> [Set task] Copy every line from the one containing "[segment] jersey sleeve" through the one containing "M 415 43 L 416", adding 137 to each coordinate in the answer paths. Leave the pictures out.

> [Given data]

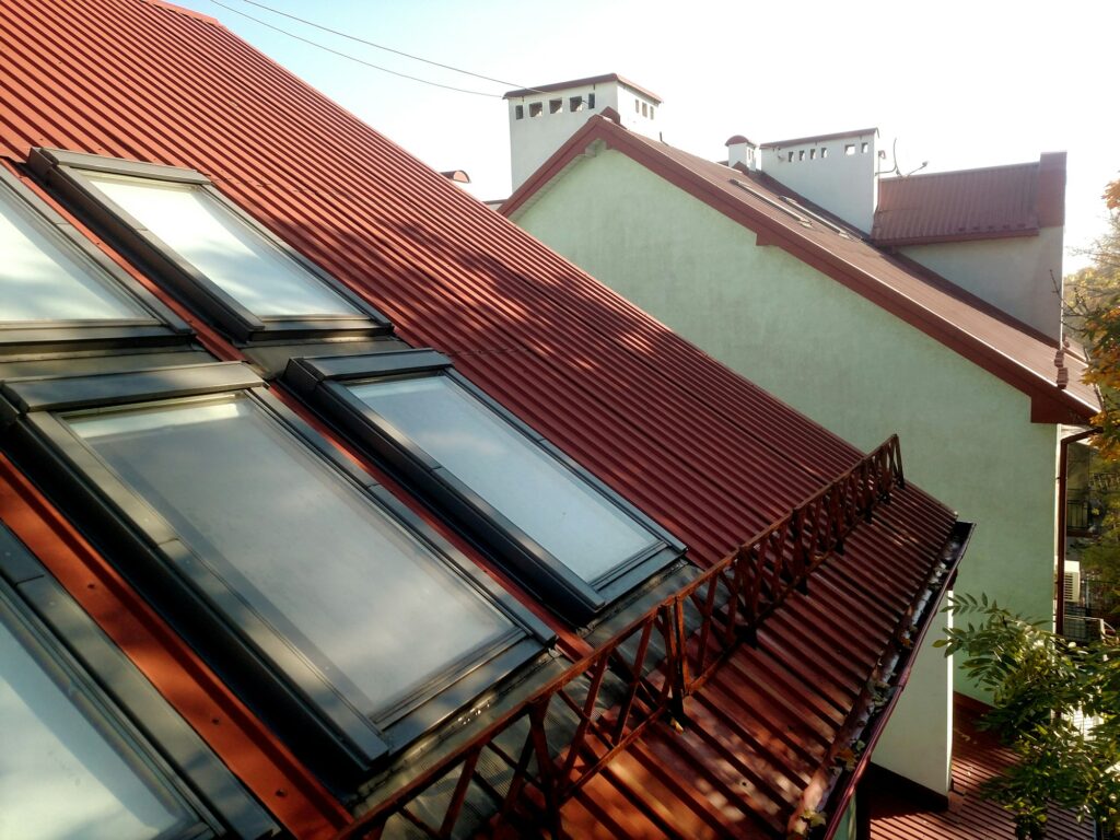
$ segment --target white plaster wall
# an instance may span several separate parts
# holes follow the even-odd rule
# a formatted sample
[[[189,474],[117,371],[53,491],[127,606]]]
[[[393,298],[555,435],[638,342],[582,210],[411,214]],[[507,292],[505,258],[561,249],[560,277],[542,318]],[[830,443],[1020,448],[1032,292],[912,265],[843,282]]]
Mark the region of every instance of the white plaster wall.
[[[595,94],[595,108],[586,105],[589,94]],[[569,105],[572,96],[582,96],[582,111],[571,111]],[[561,110],[549,113],[549,102],[560,100]],[[634,103],[638,103],[635,112]],[[541,103],[541,115],[530,116],[531,105]],[[642,115],[642,103],[646,105],[646,115]],[[516,106],[524,108],[524,118],[516,116]],[[657,125],[662,119],[661,105],[654,100],[641,95],[617,82],[600,82],[598,84],[577,85],[562,91],[532,94],[506,101],[510,111],[510,158],[512,189],[516,189],[535,172],[552,153],[575,134],[585,122],[595,114],[603,113],[609,106],[619,113],[622,124],[632,131],[650,137],[656,137]],[[655,115],[650,116],[650,109],[655,109]]]
[[[762,170],[848,224],[868,232],[875,218],[878,195],[875,141],[872,132],[795,146],[767,146],[762,149]],[[864,143],[867,143],[867,152],[861,151]],[[855,146],[853,155],[844,155],[848,144]],[[825,157],[821,157],[821,149],[828,150]],[[802,152],[804,159],[801,159]],[[814,152],[815,157],[811,157]]]
[[[939,604],[937,609],[943,606]],[[952,756],[945,745],[953,743],[953,661],[933,642],[951,625],[951,616],[939,613],[871,754],[880,767],[941,795],[949,793],[952,782]]]
[[[1037,236],[907,245],[899,251],[1057,342],[1062,244],[1062,227],[1043,227]]]
[[[956,590],[1052,614],[1057,429],[1025,394],[620,152],[578,161],[514,221],[861,449],[897,432],[907,478],[978,523]],[[921,745],[896,772],[934,790],[951,745],[939,655],[920,654],[893,718]]]

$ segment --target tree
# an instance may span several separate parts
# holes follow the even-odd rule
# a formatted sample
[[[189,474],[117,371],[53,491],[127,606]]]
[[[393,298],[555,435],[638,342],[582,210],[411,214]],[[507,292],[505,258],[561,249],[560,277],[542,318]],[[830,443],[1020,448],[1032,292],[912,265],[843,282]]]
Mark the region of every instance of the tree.
[[[945,610],[967,623],[934,644],[963,654],[991,691],[978,725],[1018,759],[983,790],[1015,816],[1017,837],[1045,838],[1047,803],[1120,831],[1120,646],[1072,644],[984,596],[954,596]],[[1086,731],[1082,716],[1095,720]]]
[[[1093,444],[1109,460],[1120,459],[1120,179],[1104,189],[1109,226],[1089,250],[1093,264],[1071,278],[1067,326],[1084,342],[1085,381],[1100,391],[1100,432]]]

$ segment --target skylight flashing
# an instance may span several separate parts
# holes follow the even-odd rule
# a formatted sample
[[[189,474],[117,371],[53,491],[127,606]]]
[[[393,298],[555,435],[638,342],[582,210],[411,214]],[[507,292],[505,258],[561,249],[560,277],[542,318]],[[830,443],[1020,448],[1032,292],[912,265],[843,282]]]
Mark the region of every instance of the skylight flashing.
[[[65,494],[72,511],[99,512],[95,539],[122,571],[305,760],[353,790],[401,747],[530,666],[553,635],[262,384],[245,365],[218,363],[3,390],[22,418],[9,437],[53,465],[48,488]],[[321,493],[305,473],[324,484]],[[261,505],[276,522],[264,523]],[[343,521],[325,524],[315,511]],[[286,528],[296,531],[283,536]],[[371,544],[371,528],[409,557],[357,549],[357,536]],[[316,548],[299,549],[308,539]],[[391,576],[384,562],[395,563]],[[336,572],[329,586],[324,568]],[[426,594],[419,606],[410,607],[409,591]],[[379,597],[390,600],[379,608]],[[446,614],[458,615],[452,601],[482,616],[477,633],[463,616],[436,632]],[[402,609],[419,612],[392,622]],[[370,626],[339,623],[339,610]],[[370,647],[376,638],[383,644]],[[353,640],[364,641],[356,647]],[[371,665],[367,648],[382,659]]]
[[[284,381],[570,622],[684,552],[435,351],[293,360]]]
[[[181,343],[189,327],[0,167],[0,354]]]
[[[36,172],[231,338],[376,336],[363,298],[193,169],[36,149]]]

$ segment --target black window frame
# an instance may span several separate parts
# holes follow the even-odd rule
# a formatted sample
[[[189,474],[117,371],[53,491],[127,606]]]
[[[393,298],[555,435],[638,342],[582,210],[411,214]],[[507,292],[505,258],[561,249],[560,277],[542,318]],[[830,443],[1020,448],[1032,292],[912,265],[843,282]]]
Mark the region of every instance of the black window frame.
[[[249,840],[280,833],[198,734],[2,521],[0,614],[0,622],[75,698],[138,775],[194,816],[194,823],[159,840]]]
[[[389,515],[503,615],[511,631],[476,661],[458,663],[372,719],[338,683],[297,654],[288,640],[256,616],[231,608],[236,596],[208,569],[200,553],[84,444],[60,412],[194,396],[241,393],[292,438],[317,455],[325,469],[346,480],[366,504]],[[297,754],[328,784],[354,790],[370,773],[448,719],[475,708],[501,681],[541,659],[554,634],[422,519],[346,458],[291,409],[269,393],[248,365],[217,362],[139,372],[15,380],[0,386],[13,455],[34,450],[32,474],[47,475],[48,492],[64,497],[74,515],[105,547],[130,582],[203,652]],[[2,407],[0,407],[2,408]],[[2,412],[0,412],[2,417]],[[108,525],[104,523],[109,523]],[[233,616],[244,620],[237,624]]]
[[[60,213],[0,166],[0,195],[25,213],[47,239],[69,253],[95,280],[138,306],[147,318],[65,319],[0,324],[0,354],[18,355],[60,349],[123,348],[187,343],[187,324],[128,271],[80,232]]]
[[[364,298],[258,222],[217,189],[208,177],[195,169],[45,148],[32,149],[28,165],[71,207],[81,213],[91,226],[105,232],[114,243],[120,243],[127,255],[142,264],[155,280],[165,282],[192,310],[235,342],[252,344],[292,338],[373,337],[392,332],[390,320]],[[283,256],[349,305],[355,310],[354,315],[254,315],[102,193],[86,178],[87,172],[184,184],[202,189],[267,244],[278,249]]]
[[[613,506],[650,533],[648,547],[586,581],[542,548],[497,508],[419,445],[366,405],[348,385],[388,379],[448,376],[559,466],[572,473]],[[466,535],[487,550],[539,600],[569,622],[592,620],[620,597],[681,559],[685,547],[635,505],[595,477],[563,450],[454,368],[447,356],[427,348],[372,355],[293,358],[284,382],[340,428],[357,446],[390,465],[401,480],[437,512],[449,513]]]

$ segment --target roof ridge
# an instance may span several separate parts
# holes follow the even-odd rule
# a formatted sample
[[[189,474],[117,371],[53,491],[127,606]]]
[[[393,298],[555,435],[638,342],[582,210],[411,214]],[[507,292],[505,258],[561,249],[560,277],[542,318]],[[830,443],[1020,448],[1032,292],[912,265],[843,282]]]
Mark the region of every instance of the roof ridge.
[[[204,15],[200,11],[195,11],[194,9],[188,9],[185,6],[176,6],[175,3],[168,2],[168,0],[140,0],[140,2],[147,3],[148,6],[155,6],[158,9],[166,9],[167,11],[172,11],[177,15],[183,15],[184,17],[195,18],[196,20],[202,20],[206,24],[213,24],[214,26],[220,26],[225,29],[225,24],[217,18],[211,15]]]
[[[924,180],[926,178],[940,178],[946,175],[974,175],[976,172],[989,172],[998,169],[1026,169],[1028,167],[1037,168],[1038,161],[1026,160],[1023,161],[1021,164],[993,164],[992,166],[977,166],[977,167],[970,167],[968,169],[946,169],[943,172],[915,172],[914,175],[896,176],[893,178],[892,177],[880,178],[879,184],[880,185],[884,183],[899,184],[914,178],[921,178]]]

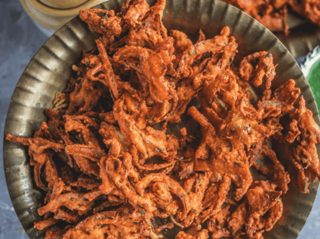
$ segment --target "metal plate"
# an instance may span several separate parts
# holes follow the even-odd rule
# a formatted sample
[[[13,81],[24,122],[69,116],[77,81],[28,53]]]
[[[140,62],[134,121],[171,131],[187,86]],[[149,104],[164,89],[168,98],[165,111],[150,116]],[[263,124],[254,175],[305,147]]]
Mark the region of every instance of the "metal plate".
[[[96,8],[118,12],[124,0],[110,0]],[[151,4],[154,1],[149,1]],[[239,44],[235,64],[242,57],[258,51],[273,54],[277,76],[273,87],[290,78],[296,80],[307,107],[320,124],[316,105],[307,81],[298,64],[281,42],[252,18],[226,4],[214,0],[168,0],[164,23],[170,29],[183,31],[198,38],[201,29],[207,38],[219,34],[228,26]],[[43,109],[52,106],[55,93],[63,90],[71,74],[71,66],[81,60],[83,51],[95,45],[96,34],[77,17],[58,30],[40,49],[26,67],[12,96],[5,129],[5,136],[30,137],[46,118]],[[32,239],[43,238],[44,232],[33,228],[40,219],[37,209],[43,195],[36,189],[28,163],[26,148],[5,140],[4,161],[7,183],[13,206],[23,226]],[[318,153],[320,150],[318,148]],[[314,200],[318,183],[310,185],[310,193],[299,193],[294,177],[289,191],[283,197],[284,211],[279,223],[264,234],[266,239],[296,238],[304,224]]]
[[[305,56],[320,45],[320,28],[310,23],[291,29],[289,36],[282,33],[275,35],[296,58]]]

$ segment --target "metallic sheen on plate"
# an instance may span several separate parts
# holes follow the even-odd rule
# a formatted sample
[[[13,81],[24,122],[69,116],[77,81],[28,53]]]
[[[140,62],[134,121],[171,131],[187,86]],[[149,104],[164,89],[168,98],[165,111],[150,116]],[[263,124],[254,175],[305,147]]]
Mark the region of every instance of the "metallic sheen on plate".
[[[124,2],[110,0],[95,8],[117,12]],[[154,1],[148,2],[152,5]],[[252,18],[217,0],[167,0],[163,22],[169,30],[183,31],[194,41],[197,39],[200,29],[209,38],[218,34],[223,26],[228,26],[239,44],[236,64],[244,56],[256,51],[272,53],[275,64],[278,64],[272,85],[279,87],[290,78],[296,80],[307,107],[320,124],[313,96],[297,63],[282,43]],[[5,136],[10,133],[27,137],[34,133],[46,120],[43,109],[52,106],[55,93],[67,86],[71,66],[80,62],[83,51],[88,52],[95,47],[94,40],[98,37],[77,17],[47,41],[31,60],[17,85],[8,113]],[[3,151],[7,183],[17,214],[30,238],[43,238],[43,231],[33,228],[33,222],[40,219],[37,208],[43,203],[43,196],[35,187],[27,149],[5,140]],[[307,219],[318,183],[310,185],[309,194],[303,194],[299,193],[294,178],[291,177],[289,190],[283,198],[282,217],[272,230],[264,233],[266,239],[295,239]]]

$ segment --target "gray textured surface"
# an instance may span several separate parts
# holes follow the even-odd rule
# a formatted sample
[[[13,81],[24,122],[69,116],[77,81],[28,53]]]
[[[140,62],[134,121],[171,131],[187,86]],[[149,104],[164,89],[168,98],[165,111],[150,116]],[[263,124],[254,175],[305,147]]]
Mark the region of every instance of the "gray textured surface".
[[[3,135],[10,98],[27,64],[48,37],[35,26],[18,0],[0,0],[0,134]],[[27,239],[13,209],[5,179],[0,138],[0,239]],[[299,239],[320,239],[320,197]]]

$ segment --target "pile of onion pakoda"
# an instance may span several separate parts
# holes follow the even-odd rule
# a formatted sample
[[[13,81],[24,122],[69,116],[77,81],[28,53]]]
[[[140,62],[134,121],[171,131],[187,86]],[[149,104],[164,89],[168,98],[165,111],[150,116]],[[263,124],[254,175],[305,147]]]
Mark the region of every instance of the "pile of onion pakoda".
[[[238,8],[272,31],[289,34],[288,8],[320,26],[320,0],[221,0]]]
[[[34,224],[46,239],[155,239],[175,228],[176,239],[262,238],[290,181],[271,140],[290,149],[301,192],[318,179],[320,131],[295,81],[270,89],[266,52],[234,66],[228,27],[211,39],[200,31],[195,44],[168,34],[165,5],[81,11],[102,34],[96,49],[33,138],[7,136],[29,146],[46,192]]]

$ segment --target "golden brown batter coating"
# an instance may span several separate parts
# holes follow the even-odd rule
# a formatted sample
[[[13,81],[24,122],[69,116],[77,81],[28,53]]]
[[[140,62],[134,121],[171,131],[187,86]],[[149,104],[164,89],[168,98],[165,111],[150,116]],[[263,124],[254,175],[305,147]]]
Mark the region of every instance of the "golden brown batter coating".
[[[59,226],[46,239],[156,239],[174,227],[176,239],[263,238],[290,181],[272,140],[291,150],[301,192],[319,179],[320,130],[294,80],[270,89],[276,66],[266,52],[234,66],[228,27],[212,39],[200,31],[195,44],[168,36],[165,5],[81,11],[103,35],[97,49],[74,66],[33,138],[7,136],[29,146],[46,193],[35,227]]]

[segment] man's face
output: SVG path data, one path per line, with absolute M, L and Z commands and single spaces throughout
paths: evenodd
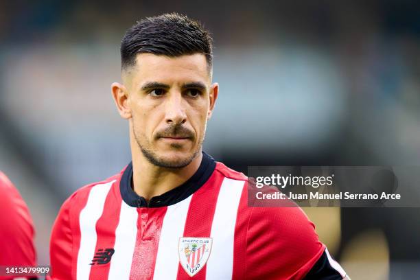
M 132 137 L 155 165 L 186 166 L 201 152 L 218 94 L 206 58 L 141 54 L 137 58 L 123 73 Z

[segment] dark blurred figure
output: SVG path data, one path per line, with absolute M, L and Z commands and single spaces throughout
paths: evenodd
M 0 172 L 0 266 L 35 266 L 34 234 L 26 203 L 12 182 Z M 0 275 L 1 280 L 14 277 L 17 277 Z

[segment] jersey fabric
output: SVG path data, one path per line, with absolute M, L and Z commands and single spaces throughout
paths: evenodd
M 203 153 L 182 185 L 146 200 L 132 165 L 63 204 L 54 279 L 341 279 L 299 207 L 248 207 L 247 178 Z
M 19 192 L 1 172 L 0 213 L 0 266 L 35 266 L 32 219 Z M 11 279 L 0 275 L 1 280 Z

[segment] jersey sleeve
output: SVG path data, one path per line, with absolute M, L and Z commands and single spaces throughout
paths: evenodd
M 35 266 L 35 231 L 27 206 L 0 172 L 0 266 Z M 9 279 L 0 276 L 0 279 Z
M 53 226 L 49 244 L 51 275 L 50 279 L 71 279 L 73 240 L 70 224 L 71 197 L 60 209 Z
M 246 243 L 247 278 L 333 280 L 345 276 L 330 269 L 325 246 L 297 206 L 253 208 Z

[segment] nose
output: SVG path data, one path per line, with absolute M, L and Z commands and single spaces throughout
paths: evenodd
M 166 100 L 165 121 L 169 124 L 178 125 L 187 121 L 185 100 L 180 92 L 176 91 L 170 93 Z

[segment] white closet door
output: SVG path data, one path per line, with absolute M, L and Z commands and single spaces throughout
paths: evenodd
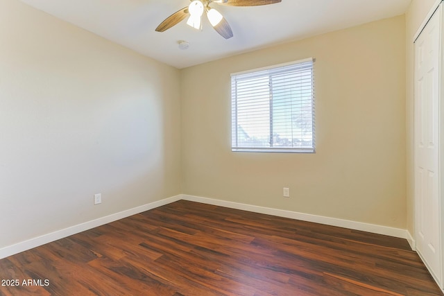
M 415 43 L 416 249 L 436 279 L 440 280 L 442 261 L 439 233 L 438 103 L 441 13 L 440 6 Z

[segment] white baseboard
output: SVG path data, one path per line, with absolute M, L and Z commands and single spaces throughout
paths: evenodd
M 32 249 L 39 245 L 51 243 L 58 239 L 63 238 L 77 233 L 90 229 L 106 223 L 122 219 L 132 215 L 135 215 L 143 211 L 148 211 L 156 207 L 168 204 L 178 200 L 185 200 L 192 202 L 202 202 L 220 207 L 226 207 L 232 209 L 248 211 L 255 213 L 265 214 L 279 217 L 289 218 L 291 219 L 301 220 L 303 221 L 314 222 L 332 226 L 348 228 L 355 230 L 372 232 L 378 234 L 384 234 L 390 236 L 405 238 L 412 247 L 415 245 L 414 240 L 406 229 L 388 227 L 386 226 L 375 225 L 373 224 L 363 223 L 361 222 L 350 221 L 348 220 L 338 219 L 336 218 L 324 217 L 321 216 L 311 215 L 305 213 L 286 211 L 278 209 L 273 209 L 264 207 L 255 206 L 252 204 L 241 204 L 239 202 L 229 202 L 226 200 L 215 200 L 212 198 L 199 196 L 180 194 L 149 204 L 144 204 L 133 209 L 115 213 L 105 217 L 87 221 L 81 224 L 74 225 L 54 232 L 44 234 L 27 241 L 24 241 L 15 245 L 8 245 L 0 249 L 0 259 Z
M 21 252 L 26 251 L 29 249 L 32 249 L 33 247 L 38 247 L 39 245 L 51 243 L 51 241 L 57 241 L 58 239 L 63 238 L 67 236 L 69 236 L 71 235 L 103 225 L 104 224 L 110 223 L 117 220 L 129 217 L 130 216 L 148 211 L 150 209 L 162 205 L 168 204 L 169 203 L 178 201 L 180 199 L 180 195 L 172 196 L 171 198 L 157 200 L 149 204 L 136 207 L 133 209 L 129 209 L 118 213 L 112 214 L 105 217 L 92 220 L 90 221 L 87 221 L 81 224 L 78 224 L 76 225 L 58 230 L 56 232 L 51 232 L 47 234 L 44 234 L 42 236 L 31 238 L 27 241 L 16 243 L 15 245 L 2 247 L 0 249 L 0 259 L 13 255 L 15 254 L 19 253 Z
M 307 222 L 314 222 L 316 223 L 325 224 L 331 226 L 337 226 L 339 227 L 348 228 L 355 230 L 361 230 L 363 232 L 384 234 L 397 238 L 405 238 L 407 240 L 409 239 L 409 232 L 407 232 L 407 230 L 400 228 L 393 228 L 387 226 L 363 223 L 361 222 L 350 221 L 348 220 L 338 219 L 336 218 L 325 217 L 322 216 L 311 215 L 296 211 L 259 207 L 234 202 L 228 202 L 226 200 L 189 195 L 186 194 L 182 194 L 181 199 L 220 207 L 226 207 L 244 211 L 253 211 L 255 213 L 265 214 L 268 215 L 277 216 L 279 217 L 301 220 Z
M 411 247 L 411 250 L 416 251 L 416 241 L 415 241 L 415 238 L 413 238 L 409 231 L 406 231 L 407 232 L 407 241 L 409 242 L 409 245 L 410 245 L 410 247 Z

> [Written answer]
[segment] jersey sleeve
output: SVG path data, one path per line, with absolute M, L and Z commands and single spaces throughout
paths: evenodd
M 172 403 L 172 368 L 164 343 L 137 309 L 137 403 Z M 146 416 L 137 413 L 137 416 Z
M 190 363 L 186 381 L 188 412 L 187 416 L 208 416 L 210 377 L 207 361 L 208 334 L 197 346 Z
M 383 380 L 384 415 L 470 417 L 482 413 L 467 406 L 462 383 L 434 343 L 390 345 Z

[segment] nose
output: SVG path data, one path per line, with absolute M, L and Z commands and single spaces throughout
paths: evenodd
M 303 237 L 302 258 L 306 261 L 315 262 L 324 258 L 322 237 L 317 229 L 313 228 L 307 230 Z

[segment] white closet door
output: SVG path data, one path per line, with absolute M, L and Z commands and single spaces throughout
paths: evenodd
M 552 180 L 553 386 L 573 416 L 577 417 L 579 398 L 576 370 L 575 240 L 578 150 L 577 143 Z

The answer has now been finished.